Please pick out each row below that contains the word "daffodil" and copy those rows in full.

BEGIN GIVEN DATA

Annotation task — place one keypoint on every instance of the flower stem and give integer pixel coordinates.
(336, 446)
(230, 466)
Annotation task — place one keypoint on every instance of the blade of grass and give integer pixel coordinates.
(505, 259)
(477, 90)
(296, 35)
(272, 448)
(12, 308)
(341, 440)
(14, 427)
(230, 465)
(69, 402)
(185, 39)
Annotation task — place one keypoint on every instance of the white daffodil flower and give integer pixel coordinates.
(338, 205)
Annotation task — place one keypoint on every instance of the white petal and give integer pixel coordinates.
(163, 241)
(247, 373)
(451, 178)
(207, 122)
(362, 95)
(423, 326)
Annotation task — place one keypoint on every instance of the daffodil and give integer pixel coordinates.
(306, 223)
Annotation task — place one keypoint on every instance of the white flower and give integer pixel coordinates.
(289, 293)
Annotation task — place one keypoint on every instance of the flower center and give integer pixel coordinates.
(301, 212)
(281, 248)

END GIVEN DATA
BEGIN GIVEN DATA

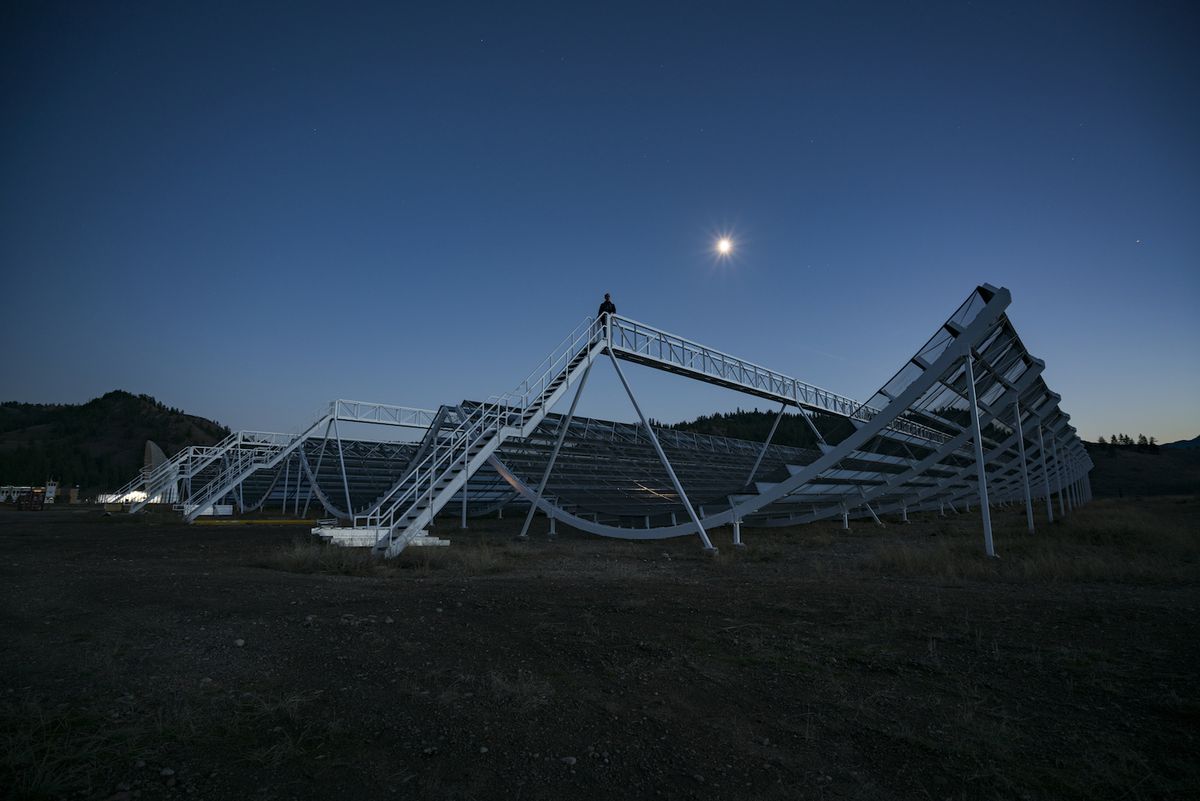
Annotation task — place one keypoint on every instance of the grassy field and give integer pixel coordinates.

END GIVEN DATA

**THE COMPLETED TASK**
Annotation task — place one keypoint on every instance of the white daffodil flower and give integer pixel coordinates.
Annotation task — place one keypoint on every instance of the daffodil and give integer pixel coordinates.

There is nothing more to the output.